PENGGALAN DOKUMEN
□ □ □ □ □

Ia lalu mengajak kami singgah ke tempat yang tak sepopuler Tulamben atau kampung-kampung tua Karangasem, sebuah pantai lain, kalau tak salah namanya Pantai Pura Batu Belah. Pantai itu mungkin tak punya masa lalu segemilang tempat lain yang ia ceritakan, namun dengan memberinya konteks, dalam hal ini konteks kepenyairan, kami pun kembali terbakar. “Kak Umbu suka datang malam-malam ke pantai itu, seperti kita sekarang,” katanya (Beda dengan kebanyakan kawan di Bali yang memanggil Umbu dengan “Bung”, ia memanggilnya “Kakak”; dan kepada kami yang muda-muda ia memanggil “Adik”).
“Di pantai itu, Dik, bulan dapat dijangkau, itu diucapkan Kak Umbu.”
Bagai sumbu terpercik minyak, korek api Bang Raka tinggal dicetuskan. Maka begitulah, sesampai di tempat itu, hal pertama yang kami perhatikan bukanlah fisik atau lokasinya (yang sebenarnya biasa saja), tapi konteks ceritanya. Boleh jadi kami tersugesti, tapi itulah yang membawa kami setidaknya pada saat itu seolah berada dalam waktu dua dimensi—hal yang dilakoninya sehari-hari.

□ □ □ □ □

LENGKAPI TUGAS BERIKUT
• A. Menurut penggalan dokumen, apa nama pantai yang mereka singgahi?
• B. Sebutkan semua nama tempat yang muncul dalam penggalan dokumen.
• C. Tuliskan kembali bagian penggalan dokumen dari "Bagai sumbu terpercik" sampai "yang dilakoninya sehari-hari." tanpa mengubah satu kata pun.
Baris-baris ini adalah bahan tersendiri yang terpisah dari penggalan dokumen.

DATA YANG DIBERIKAN

□ □ □ □ □

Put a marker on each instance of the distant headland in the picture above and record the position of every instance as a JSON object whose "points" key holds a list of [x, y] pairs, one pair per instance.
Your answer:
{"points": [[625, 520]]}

□ □ □ □ □

SOAL TERJAWAB
• A. Pantai Pura Batu Belah.

• B. Tulamben, Karangasem, Pantai Pura Batu Belah, Bali

• C.
Bagai sumbu terpercik minyak, korek api Bang Raka tinggal dicetuskan. Maka begitulah, sesampai di tempat itu, hal pertama yang kami perhatikan bukanlah fisik atau lokasinya (yang sebenarnya biasa saja), tapi konteks ceritanya. Boleh jadi kami tersugesti, tapi itulah yang membawa kami setidaknya pada saat itu seolah berada dalam waktu dua dimensi—hal yang dilakoninya sehari-hari.